(出典):
絶対に負けられない不安とプレッシャーに打ち克った王者の咆哮。青森山田は粘る八戸学院野辺地西を1-0で振り切って県24連覇達成!

AI要約

青森山田高校が八戸学院野辺地西高校を1-0で破り、県内公式戦408連勝と県24連覇を達成した。メンバーのほとんどが卒業したチームが新たなタイトルを手に入れた激闘を振り返る。

試合の展開や両チームの攻防、選手たちのコメントなどを詳細に解説。青森山田が勝利を収めた要因や絶対王者としての強さも浮き彫りになる。

今季のチームが手にしたインターハイ出場権は、過酷なスケジュールに挑む意気込みが感じられる。青森山田の逆襲が本格化し、全国タイトルを目指す姿勢が強く表れている。

(提供情報):

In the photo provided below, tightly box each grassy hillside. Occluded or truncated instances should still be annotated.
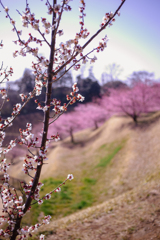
[6,114,160,240]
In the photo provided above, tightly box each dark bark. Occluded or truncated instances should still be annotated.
[10,0,57,240]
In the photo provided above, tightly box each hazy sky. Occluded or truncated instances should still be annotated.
[0,0,160,84]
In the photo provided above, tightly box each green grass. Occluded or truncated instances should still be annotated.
[23,141,124,225]
[96,146,122,167]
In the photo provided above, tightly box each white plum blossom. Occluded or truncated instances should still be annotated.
[67,174,74,181]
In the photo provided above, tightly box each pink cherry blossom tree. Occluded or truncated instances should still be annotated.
[75,101,109,129]
[102,82,158,125]
[0,0,125,240]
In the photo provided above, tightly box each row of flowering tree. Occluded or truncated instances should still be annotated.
[0,0,125,240]
[101,82,160,124]
[50,103,109,143]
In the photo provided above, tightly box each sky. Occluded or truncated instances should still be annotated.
[0,0,160,85]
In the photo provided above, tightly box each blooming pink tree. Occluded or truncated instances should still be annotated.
[0,0,125,240]
[102,82,157,124]
[50,111,84,143]
[75,102,110,129]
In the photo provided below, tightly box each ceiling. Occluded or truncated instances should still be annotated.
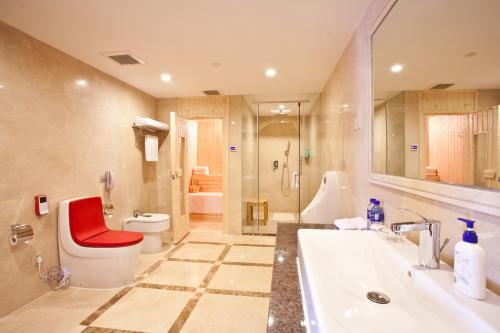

(作業内容):
青森山田の県24連覇を伝える文章から、「絶対に負けられない不安とプレ」と「を手に入れた激闘を振り返る。」の間を、その両方を含めて一字も変えずに書き写すこと。 記録はなくてもこの作業はできる。

(作業結果):
絶対に負けられない不安とプレッシャーに打ち克った王者の咆哮。青森山田は粘る八戸学院野辺地西を1-0で振り切って県24連覇達成!

AI要約

青森山田高校が八戸学院野辺地西高校を1-0で破り、県内公式戦408連勝と県24連覇を達成した。メンバーのほとんどが卒業したチームが新たなタイトルを手に入れた激闘を振り返る。